**EXERCISES:**
1. Reproduce the passage of the essay on the deadlier virus that opens with the words containing "The Deadlier Virus" and closes with "of the matter.".
2. Answer these questions from the essay on the deadlier virus:
(a) What is the name behind the pseudonym George Eliot?
(b) In which novel does the character Mr. Tolliver appear?
(c) In which newspaper did Fintan O'Toole make his remarks?

**PAGE TEXT:**
================================

The Deadlier Virus
There is a deadlier virus than the coronavirus, and a deadlier disease than COVID-19. Donald Trump is its most visible symptom, just the cover of the book we have yet to read. The virus without a name has been eating the soul of the American people for a long time. Two Georges — George Will and George Eliot (Mary Ann Evans’s pseudonym) — take us to the heart of the matter.
Don’t judge a book by its cover
The George who wasn’t a George put the words “don’t judge a book by its cover” on the lips of Mr. Tolliver, the character in her ground-breaking psychological novel The Mill on the Floss, referring to Daniel Defoe’s The Political History of the Devil, observing how beautifully Defoe’s book is bound.
“Don’t judge a book by its cover.” Why? The cover may be beautiful. What’s inside may be ugly.
Which takes us to the later George’s description of what lies inside the book with a photo of Donald Trump and Mike Pence on the cover.
Donald Trump and Mike Pence
George Will, the classical conservative who bolted from the Republican Party because it had abandoned any semblance of philosophical or moral principle, spoke of the problem in his Washington Post column. “Trump is what he is, a floundering, inarticulate jumble of gnawing insecurities and not-at-all compensating vanities, which is pathetic. Pence is what he has chosen to be, which is horrifying. . . . Pence is the authentic voice of today’s lickspittle Republican Party, he clarifies this year’s elections: Vote Republican to ratify groveling as governing.” (If you’re wondering what lickspittle means, click lickspittle.)
Trump did not invent it
Irish columnist Fintan O’Toole put it this way in The Irish Times:
How else does one make sense of the irreconcilable contradiction of “I have total authority” and “I don’t take responsibility at all”?
An Insidious, Deadly Virus
“It is one thing to be powerless in the face of a natural disaster,” says Mr. O’Toole,”quite another to watch vast power being squandered in real time — willfully, malevolently, vindictively. It is one thing for governments to fail (as in one degree or another, most governments did), quite another to watch a ruler and his supporters actively spread a deadly virus. Trump, his party and Rupert Murdoch’s Fox News became vectors for this pestilence.”

================================

**Point localization data:**
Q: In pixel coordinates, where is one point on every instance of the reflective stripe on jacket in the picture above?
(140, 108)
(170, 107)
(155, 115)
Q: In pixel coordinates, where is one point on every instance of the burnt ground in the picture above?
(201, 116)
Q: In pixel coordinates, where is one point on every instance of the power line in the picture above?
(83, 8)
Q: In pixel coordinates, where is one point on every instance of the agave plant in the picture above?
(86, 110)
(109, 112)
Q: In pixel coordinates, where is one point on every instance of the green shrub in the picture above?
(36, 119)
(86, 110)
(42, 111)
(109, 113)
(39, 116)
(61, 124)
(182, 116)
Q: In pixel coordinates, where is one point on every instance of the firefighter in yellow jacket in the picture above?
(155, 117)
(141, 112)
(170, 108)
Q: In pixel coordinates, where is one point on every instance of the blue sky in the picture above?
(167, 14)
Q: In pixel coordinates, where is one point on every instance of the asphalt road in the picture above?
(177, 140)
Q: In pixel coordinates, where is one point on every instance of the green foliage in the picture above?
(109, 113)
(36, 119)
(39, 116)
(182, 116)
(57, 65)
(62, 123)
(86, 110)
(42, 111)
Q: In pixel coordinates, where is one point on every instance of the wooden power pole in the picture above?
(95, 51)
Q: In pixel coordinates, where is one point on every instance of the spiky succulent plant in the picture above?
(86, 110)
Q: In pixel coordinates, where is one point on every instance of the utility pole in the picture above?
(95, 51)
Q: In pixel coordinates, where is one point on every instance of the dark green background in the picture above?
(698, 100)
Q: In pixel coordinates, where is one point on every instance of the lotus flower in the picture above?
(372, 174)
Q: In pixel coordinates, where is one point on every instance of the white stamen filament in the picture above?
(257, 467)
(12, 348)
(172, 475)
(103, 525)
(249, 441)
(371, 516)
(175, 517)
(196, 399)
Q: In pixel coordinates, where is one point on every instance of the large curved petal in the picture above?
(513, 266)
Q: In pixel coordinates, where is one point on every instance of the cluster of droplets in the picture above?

================================

**ANSWER SECTION:**
1.
The Deadlier Virus
There is a deadlier virus than the coronavirus, and a deadlier disease than COVID-19. Donald Trump is its most visible symptom, just the cover of the book we have yet to read. The virus without a name has been eating the soul of the American people for a long time. Two Georges — George Will and George Eliot (Mary Ann Evans’s pseudonym) — take us to the heart of the matter.

2.
(a) Mary Ann Evans
(b) The Mill on the Floss
(c) The Irish Times